- Work to be completed
Exercise in exact copying: restate word for word only the lines below from the one containing "[point] highway (one" through the one containing "Target: highway", omitting any pictures.

- Records provided
+--

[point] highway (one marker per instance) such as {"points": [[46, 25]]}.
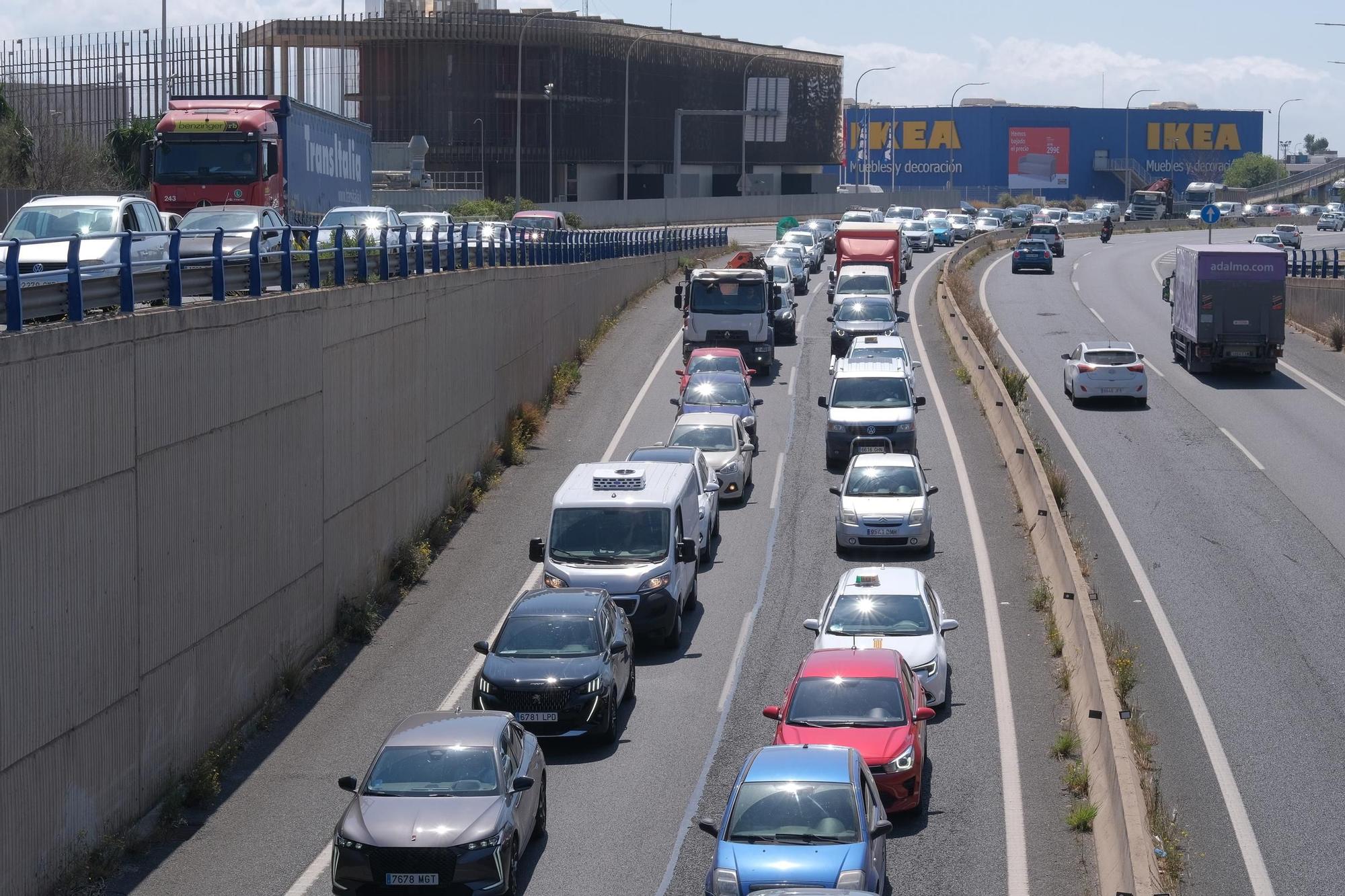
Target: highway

+--

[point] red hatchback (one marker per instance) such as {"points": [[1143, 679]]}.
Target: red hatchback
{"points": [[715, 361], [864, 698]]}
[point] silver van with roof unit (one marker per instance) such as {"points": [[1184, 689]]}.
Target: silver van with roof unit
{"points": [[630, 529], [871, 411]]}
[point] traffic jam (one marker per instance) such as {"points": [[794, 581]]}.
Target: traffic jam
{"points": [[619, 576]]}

+--

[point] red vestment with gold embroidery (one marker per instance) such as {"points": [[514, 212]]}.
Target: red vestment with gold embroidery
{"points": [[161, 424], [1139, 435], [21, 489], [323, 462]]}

+--

- Result of the task
[point] highway (one marker per instance) such as {"points": [[46, 25]]}.
Target: highway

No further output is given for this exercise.